## PASSAGE PROVIDED
┌──

The "Freeola Customer Forum" forum, which includes Retro Game Reviews, has been archived and is now read-only. You cannot post here or create a new thread or review on this forum.
My question is does 100Hz mean, they play Region 1 DVD's in colour and so does NTSC compatible?
Answers quickly please, doing to buy TV now...
Cheers
OK, now the tv doesn't update the whole screen at the same time, it updates half of it and then the other, in interpolated lines, so a 50hz tv would update the screen 50 times per second, each half would have been updated 25 times. Same for NTSC, 100Hz is twice the PAL standard for the refresh rate, so you cannot as easily tell that the image is updated interpolatedly (really you can't tell in general use though). 100Hz is good for tv that was recorded on tape in a pal format, as you get 50 full frames per second which is the rate at which it was recorded, but for films, that were recorded for film at 24 full frames per second, and put on disc at 25/30 full frames per second (thats why the same film may have a shorter playlength on a NTSC disc), so for PAL dvd's a 50hz tv is more than satisfactory, and for NTSC discs a 60hz NTSC compatible TV is more than satisfactory. 100HZ is only really better for TV, and possibly games.

└──

## WRITTEN PROBLEM A
Copy the entries word for word, starting with their first line and going on through the line with "(1023, 641)". Leave out the pictures.
The forum thread has no connection to the entries.

## SUPPLIED RECORDS
┌──

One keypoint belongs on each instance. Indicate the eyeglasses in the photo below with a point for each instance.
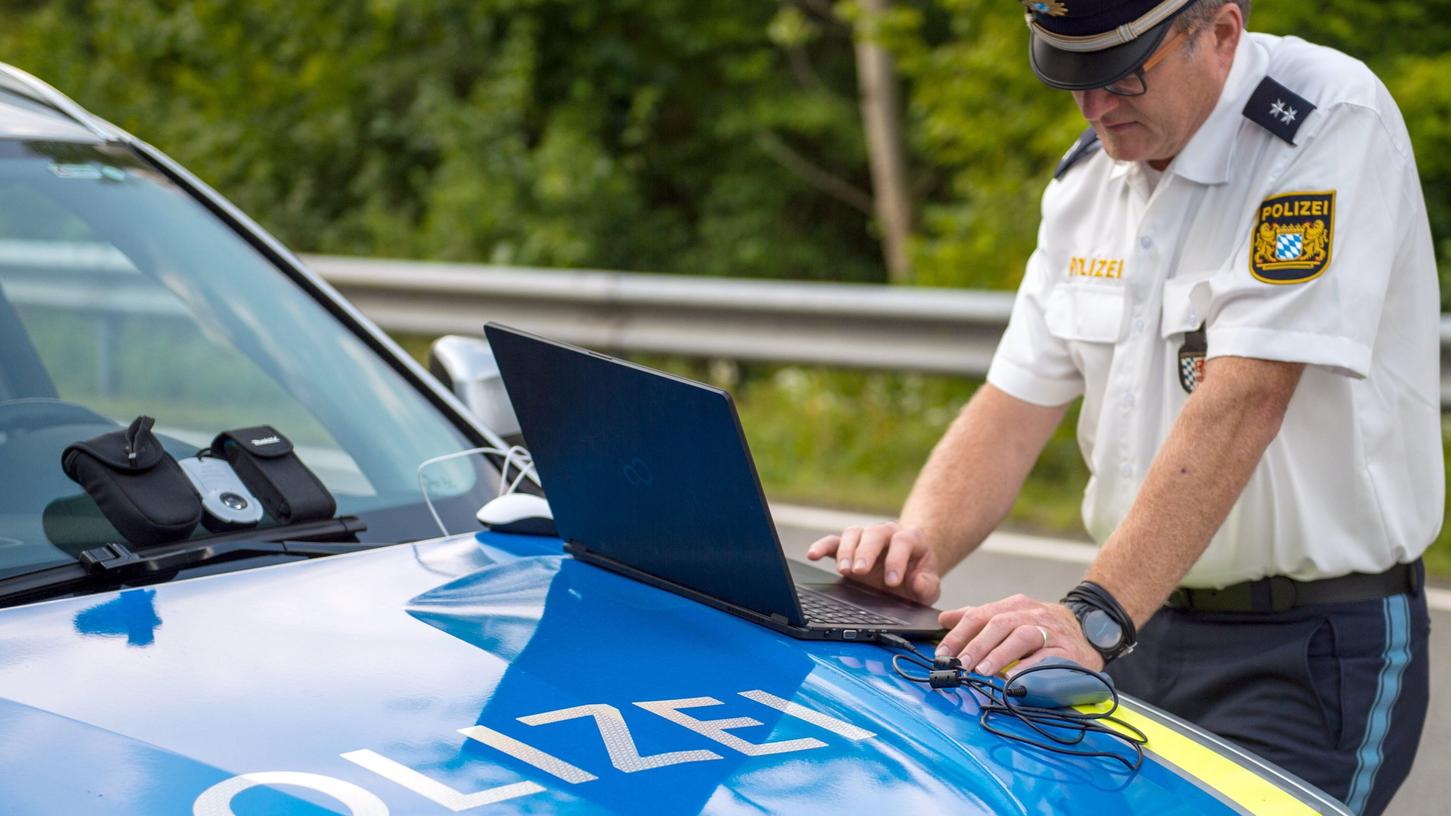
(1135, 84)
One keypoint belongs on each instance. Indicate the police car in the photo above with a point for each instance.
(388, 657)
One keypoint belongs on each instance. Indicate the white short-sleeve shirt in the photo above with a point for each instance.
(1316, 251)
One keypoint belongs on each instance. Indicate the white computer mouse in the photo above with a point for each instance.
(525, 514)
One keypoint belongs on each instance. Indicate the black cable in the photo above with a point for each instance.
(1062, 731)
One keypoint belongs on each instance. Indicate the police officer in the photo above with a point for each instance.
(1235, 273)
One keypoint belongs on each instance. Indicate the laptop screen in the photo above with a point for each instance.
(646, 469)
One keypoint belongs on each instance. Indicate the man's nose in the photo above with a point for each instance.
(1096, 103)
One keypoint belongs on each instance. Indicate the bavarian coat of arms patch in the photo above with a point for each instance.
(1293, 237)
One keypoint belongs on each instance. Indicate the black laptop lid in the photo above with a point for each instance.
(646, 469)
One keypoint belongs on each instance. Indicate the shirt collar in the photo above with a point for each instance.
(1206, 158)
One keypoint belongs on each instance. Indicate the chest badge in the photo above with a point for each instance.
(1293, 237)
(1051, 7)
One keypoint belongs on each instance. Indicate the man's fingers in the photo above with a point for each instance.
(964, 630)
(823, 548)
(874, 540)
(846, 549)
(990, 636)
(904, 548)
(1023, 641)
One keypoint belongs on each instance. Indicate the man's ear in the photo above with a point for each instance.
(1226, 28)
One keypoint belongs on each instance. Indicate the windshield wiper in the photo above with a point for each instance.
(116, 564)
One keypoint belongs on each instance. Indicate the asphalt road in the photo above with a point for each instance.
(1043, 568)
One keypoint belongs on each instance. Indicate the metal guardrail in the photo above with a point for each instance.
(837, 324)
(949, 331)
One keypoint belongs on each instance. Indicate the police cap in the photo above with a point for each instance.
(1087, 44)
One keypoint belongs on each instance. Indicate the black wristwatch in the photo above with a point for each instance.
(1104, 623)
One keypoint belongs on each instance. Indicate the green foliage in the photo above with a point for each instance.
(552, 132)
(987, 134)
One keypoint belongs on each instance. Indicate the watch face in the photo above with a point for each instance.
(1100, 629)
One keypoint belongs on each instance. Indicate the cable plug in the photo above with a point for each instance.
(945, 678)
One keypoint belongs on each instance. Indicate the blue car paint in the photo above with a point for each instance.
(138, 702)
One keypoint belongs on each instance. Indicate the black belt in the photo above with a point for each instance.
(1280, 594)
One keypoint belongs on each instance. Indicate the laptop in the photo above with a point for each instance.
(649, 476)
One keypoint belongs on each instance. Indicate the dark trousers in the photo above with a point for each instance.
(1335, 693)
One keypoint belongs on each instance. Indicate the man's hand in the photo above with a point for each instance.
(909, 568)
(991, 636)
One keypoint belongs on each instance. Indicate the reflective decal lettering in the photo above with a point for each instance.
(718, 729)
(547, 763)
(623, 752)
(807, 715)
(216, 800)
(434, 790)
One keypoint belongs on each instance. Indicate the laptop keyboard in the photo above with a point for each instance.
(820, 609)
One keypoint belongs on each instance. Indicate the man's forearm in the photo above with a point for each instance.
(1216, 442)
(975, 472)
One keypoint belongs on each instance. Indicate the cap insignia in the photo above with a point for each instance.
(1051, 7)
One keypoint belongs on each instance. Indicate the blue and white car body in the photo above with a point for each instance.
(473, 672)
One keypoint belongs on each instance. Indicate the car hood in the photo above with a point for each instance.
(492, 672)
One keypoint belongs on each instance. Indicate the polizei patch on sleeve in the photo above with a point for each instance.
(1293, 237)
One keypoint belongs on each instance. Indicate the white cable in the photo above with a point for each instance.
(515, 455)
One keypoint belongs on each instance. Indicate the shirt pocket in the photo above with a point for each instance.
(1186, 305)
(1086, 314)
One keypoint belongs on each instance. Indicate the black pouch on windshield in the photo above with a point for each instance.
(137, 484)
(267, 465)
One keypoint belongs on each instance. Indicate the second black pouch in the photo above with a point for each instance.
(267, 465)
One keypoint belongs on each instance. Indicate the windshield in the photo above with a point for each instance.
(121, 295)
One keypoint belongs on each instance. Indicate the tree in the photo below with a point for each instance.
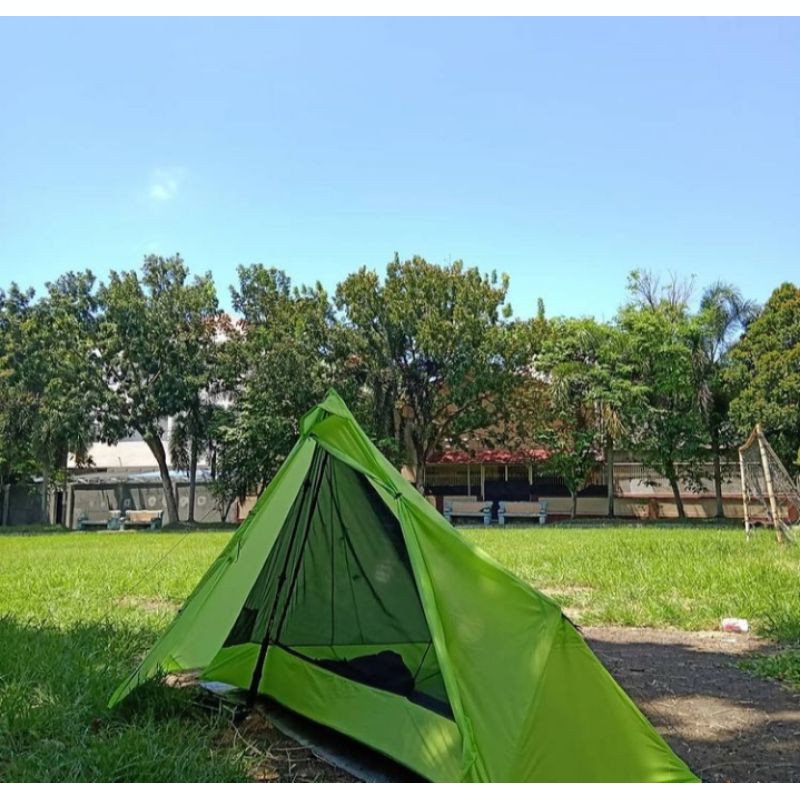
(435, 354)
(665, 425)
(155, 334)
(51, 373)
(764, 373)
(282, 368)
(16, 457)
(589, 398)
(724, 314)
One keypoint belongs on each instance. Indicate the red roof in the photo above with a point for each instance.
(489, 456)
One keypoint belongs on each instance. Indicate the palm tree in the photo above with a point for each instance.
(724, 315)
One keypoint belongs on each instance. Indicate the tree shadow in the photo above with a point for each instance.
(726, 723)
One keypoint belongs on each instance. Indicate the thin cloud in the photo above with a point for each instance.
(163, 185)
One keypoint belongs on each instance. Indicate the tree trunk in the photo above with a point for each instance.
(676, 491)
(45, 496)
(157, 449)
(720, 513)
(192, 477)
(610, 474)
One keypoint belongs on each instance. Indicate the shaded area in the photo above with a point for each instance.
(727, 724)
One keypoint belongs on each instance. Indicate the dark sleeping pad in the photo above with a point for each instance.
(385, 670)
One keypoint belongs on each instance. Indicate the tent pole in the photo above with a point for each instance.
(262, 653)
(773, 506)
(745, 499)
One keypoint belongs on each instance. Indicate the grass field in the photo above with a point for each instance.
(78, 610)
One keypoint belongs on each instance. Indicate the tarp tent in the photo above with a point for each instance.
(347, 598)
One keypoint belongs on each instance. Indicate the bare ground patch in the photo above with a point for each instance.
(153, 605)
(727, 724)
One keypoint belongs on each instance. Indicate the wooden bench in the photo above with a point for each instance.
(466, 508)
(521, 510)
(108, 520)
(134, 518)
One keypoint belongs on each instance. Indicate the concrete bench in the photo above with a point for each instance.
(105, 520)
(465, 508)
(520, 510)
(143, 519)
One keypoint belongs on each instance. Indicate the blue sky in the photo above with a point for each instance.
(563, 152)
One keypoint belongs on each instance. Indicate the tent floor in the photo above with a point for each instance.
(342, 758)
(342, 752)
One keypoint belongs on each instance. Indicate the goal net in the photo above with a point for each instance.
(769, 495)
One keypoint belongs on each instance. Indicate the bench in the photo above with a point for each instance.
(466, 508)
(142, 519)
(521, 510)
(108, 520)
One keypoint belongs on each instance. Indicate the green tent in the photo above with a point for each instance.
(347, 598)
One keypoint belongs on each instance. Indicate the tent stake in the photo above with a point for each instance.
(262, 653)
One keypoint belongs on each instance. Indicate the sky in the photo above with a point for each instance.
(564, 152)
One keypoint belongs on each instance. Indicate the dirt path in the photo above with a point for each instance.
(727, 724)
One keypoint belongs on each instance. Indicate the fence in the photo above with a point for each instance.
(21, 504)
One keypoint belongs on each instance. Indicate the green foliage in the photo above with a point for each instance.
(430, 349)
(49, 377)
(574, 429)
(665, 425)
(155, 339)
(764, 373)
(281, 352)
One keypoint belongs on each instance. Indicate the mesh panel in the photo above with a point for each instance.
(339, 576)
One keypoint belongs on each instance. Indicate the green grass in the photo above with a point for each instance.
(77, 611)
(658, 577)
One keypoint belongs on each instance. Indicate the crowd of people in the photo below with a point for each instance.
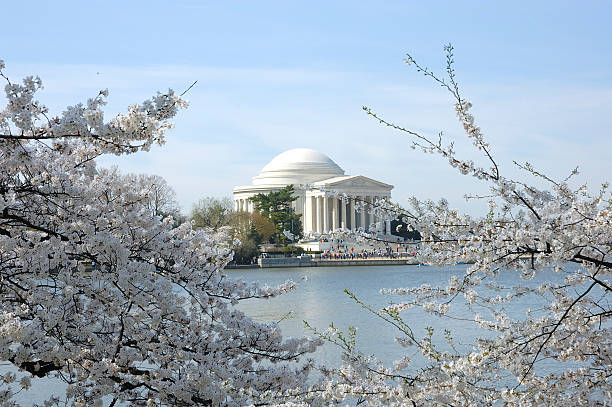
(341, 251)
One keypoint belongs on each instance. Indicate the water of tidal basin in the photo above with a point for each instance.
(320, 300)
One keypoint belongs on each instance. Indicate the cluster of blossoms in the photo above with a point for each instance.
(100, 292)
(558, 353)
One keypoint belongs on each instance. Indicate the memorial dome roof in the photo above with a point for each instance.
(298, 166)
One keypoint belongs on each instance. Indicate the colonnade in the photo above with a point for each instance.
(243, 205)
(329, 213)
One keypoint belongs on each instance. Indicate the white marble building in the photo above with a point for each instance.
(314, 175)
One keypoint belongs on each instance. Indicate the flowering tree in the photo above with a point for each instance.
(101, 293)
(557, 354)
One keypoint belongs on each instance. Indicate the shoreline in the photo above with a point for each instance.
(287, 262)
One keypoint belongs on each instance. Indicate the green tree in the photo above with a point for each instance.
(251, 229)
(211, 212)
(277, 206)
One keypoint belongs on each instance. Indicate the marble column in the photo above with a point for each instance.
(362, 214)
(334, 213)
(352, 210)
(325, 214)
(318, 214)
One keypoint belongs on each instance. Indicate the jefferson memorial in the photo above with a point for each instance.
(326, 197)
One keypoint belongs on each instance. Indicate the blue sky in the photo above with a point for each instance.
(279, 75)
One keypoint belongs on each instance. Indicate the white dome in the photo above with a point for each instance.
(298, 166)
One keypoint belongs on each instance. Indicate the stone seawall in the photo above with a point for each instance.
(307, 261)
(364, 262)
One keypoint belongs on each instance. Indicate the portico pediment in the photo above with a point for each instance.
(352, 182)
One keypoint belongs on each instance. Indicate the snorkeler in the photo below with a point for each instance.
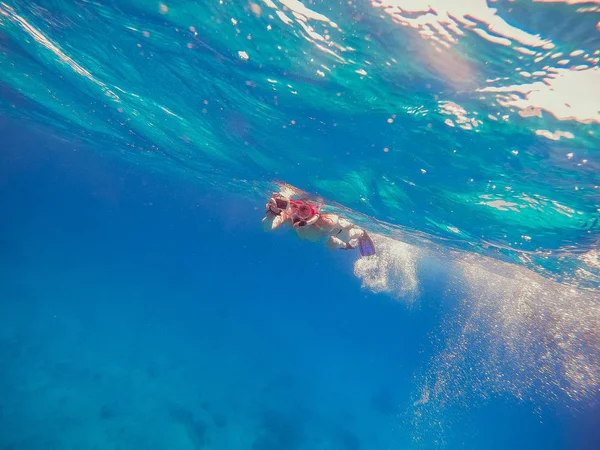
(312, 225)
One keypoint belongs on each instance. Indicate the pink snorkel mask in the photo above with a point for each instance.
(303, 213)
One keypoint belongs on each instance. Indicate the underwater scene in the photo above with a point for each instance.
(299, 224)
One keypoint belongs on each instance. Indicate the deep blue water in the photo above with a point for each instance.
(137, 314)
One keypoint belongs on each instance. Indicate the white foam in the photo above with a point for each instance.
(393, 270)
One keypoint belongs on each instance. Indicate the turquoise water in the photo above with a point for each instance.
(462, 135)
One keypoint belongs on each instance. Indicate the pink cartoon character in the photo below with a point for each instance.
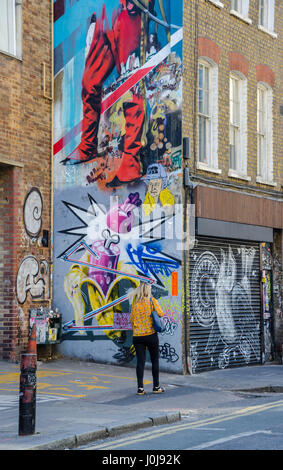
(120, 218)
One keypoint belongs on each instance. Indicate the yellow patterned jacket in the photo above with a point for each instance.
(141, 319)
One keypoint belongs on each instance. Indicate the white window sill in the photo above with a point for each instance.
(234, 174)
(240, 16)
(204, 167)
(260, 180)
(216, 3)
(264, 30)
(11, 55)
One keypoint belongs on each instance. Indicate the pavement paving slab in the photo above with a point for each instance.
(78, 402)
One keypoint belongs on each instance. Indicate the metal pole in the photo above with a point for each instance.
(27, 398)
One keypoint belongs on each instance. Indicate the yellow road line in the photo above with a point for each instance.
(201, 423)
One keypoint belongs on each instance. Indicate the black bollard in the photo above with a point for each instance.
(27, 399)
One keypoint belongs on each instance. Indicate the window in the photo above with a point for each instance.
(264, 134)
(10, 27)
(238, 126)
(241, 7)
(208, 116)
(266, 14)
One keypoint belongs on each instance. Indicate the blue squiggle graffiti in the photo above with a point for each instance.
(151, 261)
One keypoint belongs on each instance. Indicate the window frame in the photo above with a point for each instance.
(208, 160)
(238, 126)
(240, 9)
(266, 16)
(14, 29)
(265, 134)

└──

## WRITTEN PROBLEM B
Translate this sentence from the forum thread into French: "You cannot post here or create a new thread or review on this forum."

## EXPECTED ANSWER A
One keypoint belongs on each instance. Indicate the eyeglasses in the photo below with a point for each instance.
(1135, 84)
One keypoint belongs on each instance. Indicate the police car in the photo above with a point for each instance.
(388, 657)
One keypoint belongs on each instance. Indicate the white short-sleeve shirt in the photo above with a point for each instance.
(1316, 251)
One keypoint belongs on each instance. Indicate the white computer mouse in the photo above with a point for each instance.
(525, 514)
One keypoint belongs on each instance. Indicate the black cable in the photo above with a point for each instance.
(1062, 731)
One keypoint belongs on each instance. Indicate the police officer in the photo above with a point for each instance.
(1235, 273)
One keypoint belongs on each instance. Indicate the laptop screen in the photo above with a point for each instance.
(646, 469)
One keypoint belongs on each instance. Indicate the man's nose in the photo above with a point for each instance.
(1096, 103)
One keypoint belongs on each instance. Indicate the bavarian coat of arms patch in the photo above with a point for each instance.
(1293, 237)
One keypoint belongs on each instance. Indicate the black laptop lid in the photo above with a point for each instance.
(646, 469)
One keypoint belongs on each instance. Indicate the shirt collar in the photo above with a point for each instance.
(1206, 158)
One keypoint belongs on each instance. Indicate the chest badge in the photo above with a point for each instance.
(1293, 237)
(1051, 7)
One keypoint belongs on each instance. Indicate the man's fingers in the photo above with a point for each instance.
(964, 630)
(823, 548)
(874, 540)
(846, 549)
(990, 636)
(904, 548)
(1023, 641)

## EXPECTED ANSWER B
Vous ne pouvez pas publier ici ni créer un nouveau fil de discussion ou une nouvelle critique sur ce forum.